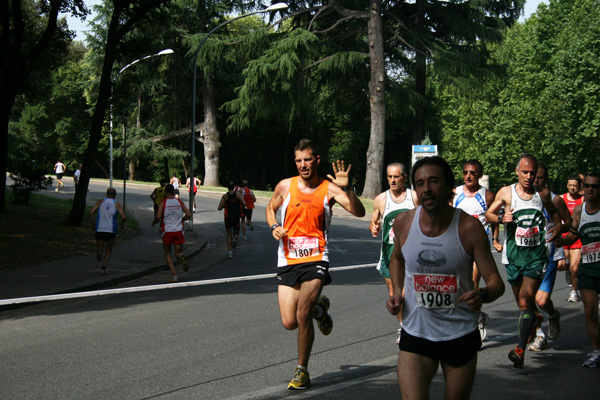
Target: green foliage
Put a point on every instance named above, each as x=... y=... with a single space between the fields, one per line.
x=546 y=104
x=28 y=178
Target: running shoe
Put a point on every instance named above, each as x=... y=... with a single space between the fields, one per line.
x=554 y=326
x=538 y=344
x=482 y=322
x=593 y=361
x=184 y=263
x=538 y=325
x=301 y=380
x=574 y=297
x=325 y=323
x=517 y=356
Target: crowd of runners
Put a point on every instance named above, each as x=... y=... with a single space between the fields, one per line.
x=433 y=257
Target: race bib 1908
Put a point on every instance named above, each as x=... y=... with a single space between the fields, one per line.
x=436 y=290
x=590 y=253
x=300 y=247
x=528 y=237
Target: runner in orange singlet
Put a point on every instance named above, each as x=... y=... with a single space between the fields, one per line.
x=573 y=252
x=303 y=263
x=249 y=198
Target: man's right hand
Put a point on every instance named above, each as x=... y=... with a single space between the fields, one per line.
x=279 y=233
x=375 y=228
x=393 y=304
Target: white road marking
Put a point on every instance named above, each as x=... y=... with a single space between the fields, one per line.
x=134 y=289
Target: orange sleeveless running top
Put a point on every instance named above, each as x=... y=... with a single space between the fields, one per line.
x=307 y=218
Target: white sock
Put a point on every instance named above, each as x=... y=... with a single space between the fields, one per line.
x=540 y=332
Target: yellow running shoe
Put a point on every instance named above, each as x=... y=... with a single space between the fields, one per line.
x=301 y=380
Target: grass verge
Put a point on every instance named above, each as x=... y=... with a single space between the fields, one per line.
x=35 y=233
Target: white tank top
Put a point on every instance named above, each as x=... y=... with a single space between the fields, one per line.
x=438 y=272
x=475 y=206
x=106 y=220
x=172 y=216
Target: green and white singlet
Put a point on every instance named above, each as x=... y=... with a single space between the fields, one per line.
x=525 y=236
x=589 y=233
x=392 y=209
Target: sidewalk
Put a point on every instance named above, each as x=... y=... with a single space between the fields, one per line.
x=131 y=259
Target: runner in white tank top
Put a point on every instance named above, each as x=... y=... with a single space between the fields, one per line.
x=432 y=259
x=475 y=199
x=105 y=225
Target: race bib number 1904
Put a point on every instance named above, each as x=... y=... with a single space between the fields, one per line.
x=528 y=237
x=436 y=290
x=590 y=253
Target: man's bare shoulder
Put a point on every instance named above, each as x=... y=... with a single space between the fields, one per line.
x=379 y=201
x=282 y=187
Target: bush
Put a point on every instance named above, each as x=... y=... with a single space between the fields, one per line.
x=31 y=179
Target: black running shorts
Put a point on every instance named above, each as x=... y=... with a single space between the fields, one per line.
x=105 y=236
x=293 y=274
x=232 y=222
x=454 y=352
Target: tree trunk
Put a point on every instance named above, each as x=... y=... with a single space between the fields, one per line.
x=104 y=91
x=418 y=128
x=212 y=143
x=375 y=151
x=8 y=100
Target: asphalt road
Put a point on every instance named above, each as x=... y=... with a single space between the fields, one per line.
x=222 y=339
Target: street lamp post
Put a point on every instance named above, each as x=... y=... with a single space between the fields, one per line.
x=112 y=86
x=274 y=7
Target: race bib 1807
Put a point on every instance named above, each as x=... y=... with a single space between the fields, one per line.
x=590 y=253
x=300 y=247
x=528 y=237
x=436 y=290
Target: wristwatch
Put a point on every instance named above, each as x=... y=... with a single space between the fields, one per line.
x=484 y=296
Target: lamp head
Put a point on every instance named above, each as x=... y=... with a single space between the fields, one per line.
x=277 y=6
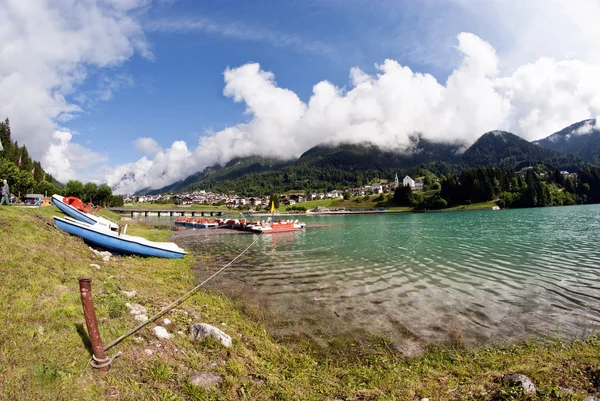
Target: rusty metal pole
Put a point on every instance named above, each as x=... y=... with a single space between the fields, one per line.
x=85 y=288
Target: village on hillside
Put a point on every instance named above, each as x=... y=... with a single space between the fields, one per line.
x=233 y=201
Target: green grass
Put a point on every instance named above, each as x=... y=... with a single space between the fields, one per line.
x=43 y=354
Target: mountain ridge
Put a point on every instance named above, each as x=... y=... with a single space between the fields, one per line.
x=332 y=166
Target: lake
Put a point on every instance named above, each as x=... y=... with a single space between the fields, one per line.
x=481 y=276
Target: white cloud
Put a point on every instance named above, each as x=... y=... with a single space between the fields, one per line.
x=46 y=49
x=240 y=31
x=385 y=109
x=525 y=31
x=64 y=158
x=147 y=146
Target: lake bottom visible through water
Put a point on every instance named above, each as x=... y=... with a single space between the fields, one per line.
x=475 y=277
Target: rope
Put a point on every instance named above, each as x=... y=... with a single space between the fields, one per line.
x=177 y=301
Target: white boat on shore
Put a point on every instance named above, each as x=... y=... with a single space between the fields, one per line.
x=97 y=234
x=81 y=215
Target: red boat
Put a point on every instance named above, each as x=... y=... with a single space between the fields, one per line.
x=277 y=226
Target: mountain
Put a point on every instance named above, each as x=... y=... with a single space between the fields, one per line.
x=509 y=151
x=353 y=157
x=325 y=167
x=581 y=139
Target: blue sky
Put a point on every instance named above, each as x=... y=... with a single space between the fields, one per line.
x=177 y=94
x=142 y=93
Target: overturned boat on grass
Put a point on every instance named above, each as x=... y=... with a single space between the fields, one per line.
x=74 y=207
x=99 y=235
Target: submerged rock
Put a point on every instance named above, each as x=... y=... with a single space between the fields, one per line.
x=522 y=380
x=200 y=331
x=205 y=379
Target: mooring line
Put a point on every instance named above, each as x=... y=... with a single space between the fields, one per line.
x=177 y=301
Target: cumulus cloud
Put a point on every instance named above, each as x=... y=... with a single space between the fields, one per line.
x=64 y=158
x=147 y=146
x=386 y=109
x=46 y=50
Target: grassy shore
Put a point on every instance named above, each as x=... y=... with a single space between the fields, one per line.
x=43 y=354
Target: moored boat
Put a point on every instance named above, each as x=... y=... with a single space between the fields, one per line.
x=98 y=235
x=277 y=226
x=68 y=205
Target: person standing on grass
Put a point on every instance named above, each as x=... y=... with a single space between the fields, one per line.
x=5 y=194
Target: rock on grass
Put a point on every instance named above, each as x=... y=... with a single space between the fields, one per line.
x=200 y=331
x=520 y=380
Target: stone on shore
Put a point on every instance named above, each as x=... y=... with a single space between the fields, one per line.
x=520 y=380
x=162 y=333
x=138 y=311
x=200 y=331
x=205 y=379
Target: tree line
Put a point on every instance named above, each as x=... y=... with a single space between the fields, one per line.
x=531 y=187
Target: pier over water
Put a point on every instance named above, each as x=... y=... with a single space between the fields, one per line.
x=167 y=212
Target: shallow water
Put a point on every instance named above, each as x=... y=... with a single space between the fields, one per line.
x=486 y=276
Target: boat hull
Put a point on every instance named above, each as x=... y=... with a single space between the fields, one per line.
x=81 y=216
x=121 y=243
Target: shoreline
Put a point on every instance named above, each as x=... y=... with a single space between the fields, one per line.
x=41 y=264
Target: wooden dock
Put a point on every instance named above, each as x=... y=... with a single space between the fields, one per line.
x=167 y=212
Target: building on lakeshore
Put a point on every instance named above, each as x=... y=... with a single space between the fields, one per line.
x=415 y=185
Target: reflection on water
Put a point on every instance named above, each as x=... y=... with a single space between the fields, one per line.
x=490 y=276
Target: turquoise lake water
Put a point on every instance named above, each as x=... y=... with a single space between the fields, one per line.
x=487 y=276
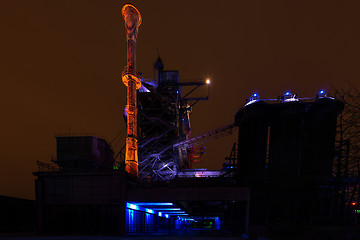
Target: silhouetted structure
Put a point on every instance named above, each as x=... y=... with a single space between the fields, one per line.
x=286 y=152
x=17 y=215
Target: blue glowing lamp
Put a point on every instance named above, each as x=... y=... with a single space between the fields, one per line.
x=254 y=97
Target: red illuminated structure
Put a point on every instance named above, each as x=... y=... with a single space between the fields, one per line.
x=131 y=79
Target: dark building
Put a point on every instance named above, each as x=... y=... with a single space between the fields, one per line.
x=17 y=215
x=286 y=152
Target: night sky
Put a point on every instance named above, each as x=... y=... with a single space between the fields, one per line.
x=61 y=64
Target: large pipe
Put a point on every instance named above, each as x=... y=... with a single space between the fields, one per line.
x=131 y=79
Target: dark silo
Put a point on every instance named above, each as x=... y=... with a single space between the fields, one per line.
x=286 y=134
x=319 y=141
x=252 y=146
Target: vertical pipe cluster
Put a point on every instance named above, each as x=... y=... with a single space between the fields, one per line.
x=131 y=79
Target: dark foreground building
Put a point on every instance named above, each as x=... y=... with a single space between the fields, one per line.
x=103 y=200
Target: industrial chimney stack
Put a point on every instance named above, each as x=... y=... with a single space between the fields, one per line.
x=131 y=79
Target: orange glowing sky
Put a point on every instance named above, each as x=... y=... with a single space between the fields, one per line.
x=61 y=64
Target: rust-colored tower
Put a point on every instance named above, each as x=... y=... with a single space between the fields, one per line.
x=131 y=79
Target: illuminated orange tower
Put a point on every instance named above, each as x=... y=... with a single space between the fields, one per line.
x=131 y=79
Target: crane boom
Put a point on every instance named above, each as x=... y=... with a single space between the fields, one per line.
x=203 y=138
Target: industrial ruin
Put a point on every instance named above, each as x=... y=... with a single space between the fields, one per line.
x=280 y=170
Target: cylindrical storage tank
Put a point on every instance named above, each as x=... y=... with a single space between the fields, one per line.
x=252 y=121
x=320 y=131
x=286 y=135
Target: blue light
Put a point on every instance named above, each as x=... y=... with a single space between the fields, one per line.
x=132 y=206
x=321 y=94
x=149 y=210
x=254 y=97
x=167 y=209
x=176 y=212
x=154 y=204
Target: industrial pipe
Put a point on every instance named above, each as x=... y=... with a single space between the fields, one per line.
x=131 y=79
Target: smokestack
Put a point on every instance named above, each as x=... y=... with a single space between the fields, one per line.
x=131 y=79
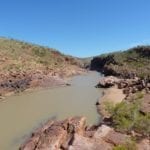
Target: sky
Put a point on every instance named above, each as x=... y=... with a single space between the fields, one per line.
x=80 y=28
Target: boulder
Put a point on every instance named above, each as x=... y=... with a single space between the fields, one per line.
x=107 y=82
x=84 y=143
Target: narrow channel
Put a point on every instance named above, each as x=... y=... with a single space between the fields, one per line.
x=20 y=114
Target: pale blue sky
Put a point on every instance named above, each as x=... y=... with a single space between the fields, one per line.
x=77 y=27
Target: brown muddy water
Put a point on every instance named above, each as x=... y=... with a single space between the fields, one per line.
x=21 y=114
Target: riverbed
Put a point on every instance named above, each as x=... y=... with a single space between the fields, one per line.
x=22 y=113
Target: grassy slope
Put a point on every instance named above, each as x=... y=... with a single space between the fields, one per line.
x=135 y=60
x=20 y=56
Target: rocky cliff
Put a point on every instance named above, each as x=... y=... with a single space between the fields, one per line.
x=126 y=64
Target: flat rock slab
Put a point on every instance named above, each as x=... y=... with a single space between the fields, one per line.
x=84 y=143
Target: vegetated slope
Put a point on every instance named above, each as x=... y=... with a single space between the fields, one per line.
x=24 y=65
x=135 y=61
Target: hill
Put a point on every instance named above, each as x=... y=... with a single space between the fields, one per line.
x=133 y=62
x=26 y=65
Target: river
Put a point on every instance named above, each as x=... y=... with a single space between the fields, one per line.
x=22 y=113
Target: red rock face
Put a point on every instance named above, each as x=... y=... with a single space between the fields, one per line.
x=72 y=134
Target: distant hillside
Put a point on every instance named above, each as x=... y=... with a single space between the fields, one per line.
x=17 y=55
x=135 y=61
x=25 y=65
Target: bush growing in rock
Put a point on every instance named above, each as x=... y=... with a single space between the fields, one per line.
x=126 y=117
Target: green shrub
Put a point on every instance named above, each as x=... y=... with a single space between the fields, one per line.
x=127 y=117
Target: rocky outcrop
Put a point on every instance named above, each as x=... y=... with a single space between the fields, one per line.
x=73 y=134
x=107 y=82
x=14 y=82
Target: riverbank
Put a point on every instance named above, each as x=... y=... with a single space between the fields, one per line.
x=29 y=110
x=74 y=134
x=112 y=96
x=14 y=82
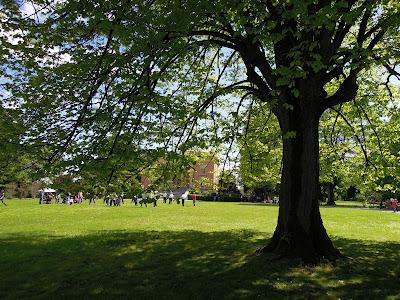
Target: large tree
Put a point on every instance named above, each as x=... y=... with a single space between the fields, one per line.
x=152 y=73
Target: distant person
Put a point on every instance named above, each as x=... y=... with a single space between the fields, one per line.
x=70 y=200
x=41 y=194
x=144 y=199
x=153 y=198
x=381 y=204
x=92 y=198
x=2 y=197
x=165 y=197
x=184 y=197
x=394 y=203
x=194 y=198
x=134 y=200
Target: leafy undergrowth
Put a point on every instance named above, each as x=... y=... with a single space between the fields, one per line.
x=171 y=252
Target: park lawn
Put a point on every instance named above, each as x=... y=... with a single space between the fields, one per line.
x=175 y=252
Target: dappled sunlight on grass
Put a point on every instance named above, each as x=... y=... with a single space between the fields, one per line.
x=182 y=258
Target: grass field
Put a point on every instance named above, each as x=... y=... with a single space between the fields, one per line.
x=174 y=252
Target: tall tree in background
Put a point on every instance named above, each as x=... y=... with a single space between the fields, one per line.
x=153 y=73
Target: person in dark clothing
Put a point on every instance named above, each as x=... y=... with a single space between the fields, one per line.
x=2 y=197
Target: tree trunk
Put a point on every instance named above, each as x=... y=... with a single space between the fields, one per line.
x=300 y=232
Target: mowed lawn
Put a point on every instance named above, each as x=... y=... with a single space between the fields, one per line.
x=175 y=252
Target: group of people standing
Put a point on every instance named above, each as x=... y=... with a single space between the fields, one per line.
x=153 y=197
x=67 y=198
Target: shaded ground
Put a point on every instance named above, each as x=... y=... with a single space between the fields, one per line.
x=187 y=265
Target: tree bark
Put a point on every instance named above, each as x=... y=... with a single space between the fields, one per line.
x=300 y=232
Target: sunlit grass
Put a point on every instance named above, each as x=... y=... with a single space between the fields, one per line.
x=175 y=252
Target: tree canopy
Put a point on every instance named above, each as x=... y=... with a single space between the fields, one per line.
x=100 y=82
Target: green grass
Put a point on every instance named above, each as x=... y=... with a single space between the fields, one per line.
x=174 y=252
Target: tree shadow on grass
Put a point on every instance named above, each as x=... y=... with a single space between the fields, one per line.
x=186 y=265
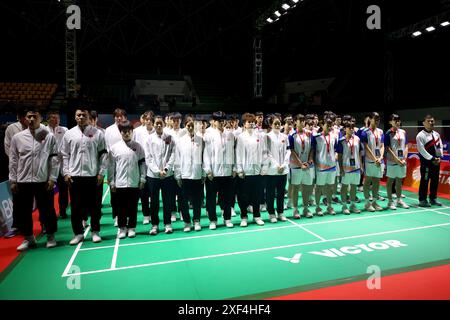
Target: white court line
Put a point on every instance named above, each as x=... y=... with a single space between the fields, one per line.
x=304 y=229
x=258 y=250
x=189 y=238
x=257 y=230
x=78 y=248
x=106 y=193
x=116 y=249
x=417 y=200
x=72 y=259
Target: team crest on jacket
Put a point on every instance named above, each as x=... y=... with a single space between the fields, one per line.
x=40 y=135
x=90 y=132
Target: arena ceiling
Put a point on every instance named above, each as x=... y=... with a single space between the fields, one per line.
x=319 y=38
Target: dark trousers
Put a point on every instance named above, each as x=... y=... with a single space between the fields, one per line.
x=113 y=202
x=191 y=189
x=127 y=203
x=224 y=186
x=63 y=197
x=144 y=195
x=429 y=174
x=176 y=196
x=27 y=192
x=250 y=189
x=156 y=185
x=83 y=194
x=275 y=184
x=263 y=190
x=98 y=200
x=15 y=223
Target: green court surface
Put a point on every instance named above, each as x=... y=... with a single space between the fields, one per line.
x=246 y=263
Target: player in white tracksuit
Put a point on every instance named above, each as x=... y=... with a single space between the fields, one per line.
x=140 y=135
x=373 y=140
x=112 y=135
x=278 y=155
x=33 y=171
x=323 y=147
x=219 y=168
x=126 y=176
x=251 y=163
x=159 y=158
x=396 y=143
x=188 y=173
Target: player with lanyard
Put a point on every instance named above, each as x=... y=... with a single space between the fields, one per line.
x=373 y=140
x=349 y=150
x=301 y=166
x=324 y=144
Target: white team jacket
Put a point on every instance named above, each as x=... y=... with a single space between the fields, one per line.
x=112 y=136
x=84 y=153
x=251 y=153
x=218 y=155
x=278 y=153
x=33 y=159
x=126 y=165
x=141 y=135
x=10 y=132
x=188 y=157
x=429 y=140
x=159 y=154
x=58 y=132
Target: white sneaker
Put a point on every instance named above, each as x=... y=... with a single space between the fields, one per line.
x=319 y=211
x=229 y=224
x=51 y=242
x=168 y=228
x=307 y=213
x=154 y=230
x=259 y=221
x=76 y=239
x=27 y=244
x=376 y=206
x=122 y=233
x=345 y=210
x=400 y=203
x=354 y=209
x=368 y=207
x=289 y=204
x=391 y=205
x=96 y=237
x=131 y=233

> [GOAL OF THE EXERCISE] Please change "sidewalk" to "pavement" in everything from the line with "Target: white tank top" down to the line with "x=131 y=259", keeping all else the same, and return only those rows.

> [THE OUTPUT]
Target: white tank top
Put a point on every instance named above, each as x=... y=... with a single space between the fields, one per line.
x=438 y=272
x=475 y=206
x=106 y=220
x=172 y=216
Target: green and white singlet
Put a point on every instance named above, each as x=... y=... with a single space between the fields, one per line.
x=525 y=236
x=589 y=233
x=392 y=209
Target: pavement
Put a point on every instance named above, each as x=... y=... with a single space between the fields, one per line.
x=131 y=259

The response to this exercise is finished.